— start of Text shown —

On the nonprofit side, we have a crisis in Silicon Valley.

Local community organizations are struggling amidst a perfect storm of increased demand for their services, exorbitant operating costs, and competition for staff talent in one of the tightest labor markets in the country.

Silicon Valley is ground zero for income inequality. Skyrocketing wealth, including 76,000 millionaires and billionaires who live in Santa Clara and San Mateo counties alone, is found alongside rapid displacement of vulnerable families. Even with the nearly $5 billion boom in philanthropy from 2008-2013, 30 percent of Silicon Valley residents require some form of private or public assistance to get by. One in three local kids aren’t sure where their next meal will come from.

SV2 Partners, Alexa Cortes Culwell and Heather McLeod Grant, recently authored a report, The Giving Code: Silicon Valley Nonprofits and Philanthropy, that is elevating an important discussion around the region’s prosperity paradox. This data-rich report shines a light on a sobering donor knowledge gap around acute local needs and understanding of the local nonprofit ecosystem. Much of Silicon Valley donors’ philanthropy flows out of the region.

Alexa and Heather’s research also found a two-way empathy gap between donors and nonprofits. The reality is that Silicon Valley donors and nonprofit professionals tend to run in different circles, and they often have very different life experiences.

The Silicon Valley prosperity paradox, knowledge and empathy gaps are adding urgency and ambition to SV2’s work.

Our mission is to unleash the resources and talents of Silicon Valley to support promising social ventures to achieve measurable impact. An increasingly important role for us is to nurture empathy within and across Silicon Valley. As part of this, we’re sparking tough conversations via experiential poverty simulations and workshops with Silicon Valley donors on topics such as redefining power and privilege in the funder-fundee relationship and philanthropy’s role in advancing equity.

SV2 differs from SVP Network affiliates in that SV2 expanded beyond grantmaking to nonprofits to also invest in mission-driven for-profit companies and provide our donors experiential learning in impact investing. I’m seeing emerging Silicon Valley donors using both grants and investment tools to drive social change, following in the footsteps of Silicon Valley philanthropic leaders like Pam and Pierre Omidyar and Jeff Skoll, one of the earliest SV2 Partners.

I’ve also observed a trend of Silicon Valley donors thinking hard and in a more sophisticated way about where exactly their money sleeps at night. Are donors’ financial assets invested in alignment with their core values and social impact priorities? If the answer is no, local donors I work with are increasingly motivated to change this.

Nell: Prior to running SV2 you ran the Hewlett Foundation’s Organizational Effectiveness program investing in the capacity of nonprofit organizations, so building strong nonprofits is obviously near and dear to your heart. What holds nonprofits and their funders back from creating stronger organizations and how do we get beyond that?

Jen: In my view, trust is the critical lubricant between funders and grantees on the path to building strong, sustainable nonprofit organizations.

Yet it can be hard – even scary – for nonprofit leaders and funders to have courageous, authentic dialogue amidst the very real funder-fundee power dynamics.

— end of Text shown —

→ **Goal A**
Please answer these questions from the text on Silicon Valley nonprofits:
(i) How many millionaires and billionaires live in Santa Clara and San Mateo counties alone?
(ii) What is the title of the report by Alexa Cortes Culwell and Heather McLeod Grant?
(iii) Which Hewlett Foundation program did Jen run before running SV2?

— start of Input material —

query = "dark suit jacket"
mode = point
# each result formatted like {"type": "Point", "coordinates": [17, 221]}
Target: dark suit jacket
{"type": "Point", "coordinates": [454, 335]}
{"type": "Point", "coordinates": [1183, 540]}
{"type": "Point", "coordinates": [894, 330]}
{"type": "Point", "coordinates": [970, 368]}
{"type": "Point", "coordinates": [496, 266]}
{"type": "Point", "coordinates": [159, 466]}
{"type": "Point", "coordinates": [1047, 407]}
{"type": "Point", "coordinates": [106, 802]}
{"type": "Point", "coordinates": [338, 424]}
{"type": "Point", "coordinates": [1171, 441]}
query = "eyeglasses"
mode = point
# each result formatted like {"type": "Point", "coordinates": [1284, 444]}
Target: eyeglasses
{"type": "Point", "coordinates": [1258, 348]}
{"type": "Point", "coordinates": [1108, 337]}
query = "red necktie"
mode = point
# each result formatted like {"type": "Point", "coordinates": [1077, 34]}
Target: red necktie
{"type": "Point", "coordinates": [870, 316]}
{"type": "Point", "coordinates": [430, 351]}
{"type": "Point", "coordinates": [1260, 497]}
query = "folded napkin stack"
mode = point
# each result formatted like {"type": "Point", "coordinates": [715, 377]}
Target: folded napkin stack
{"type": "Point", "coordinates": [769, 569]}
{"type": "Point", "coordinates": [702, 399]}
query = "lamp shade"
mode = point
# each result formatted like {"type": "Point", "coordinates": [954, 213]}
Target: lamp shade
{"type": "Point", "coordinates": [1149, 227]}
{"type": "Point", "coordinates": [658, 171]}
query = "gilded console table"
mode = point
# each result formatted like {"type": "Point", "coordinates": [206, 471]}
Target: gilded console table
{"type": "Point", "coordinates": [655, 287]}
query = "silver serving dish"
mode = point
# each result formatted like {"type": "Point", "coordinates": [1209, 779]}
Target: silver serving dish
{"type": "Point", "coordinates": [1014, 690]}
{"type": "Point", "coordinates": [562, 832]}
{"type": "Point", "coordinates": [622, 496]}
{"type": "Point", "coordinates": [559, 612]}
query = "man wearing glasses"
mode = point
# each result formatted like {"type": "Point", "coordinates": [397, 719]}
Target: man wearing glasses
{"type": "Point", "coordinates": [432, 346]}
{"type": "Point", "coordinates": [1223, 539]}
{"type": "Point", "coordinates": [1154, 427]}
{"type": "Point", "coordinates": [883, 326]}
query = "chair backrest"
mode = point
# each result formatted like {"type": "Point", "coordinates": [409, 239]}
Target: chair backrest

— end of Input material —

→ **Goal B**
Identify every line of the records that contains the string "Target" and copy each one. Case counts.

→ **Correct response A**
(i) 76,000
(ii) The Giving Code: Silicon Valley Nonprofits and Philanthropy
(iii) The Organizational Effectiveness program

→ **Correct response B**
Target: dark suit jacket
Target: eyeglasses
Target: red necktie
Target: folded napkin stack
Target: lamp shade
Target: gilded console table
Target: silver serving dish
Target: man wearing glasses
Target: chair backrest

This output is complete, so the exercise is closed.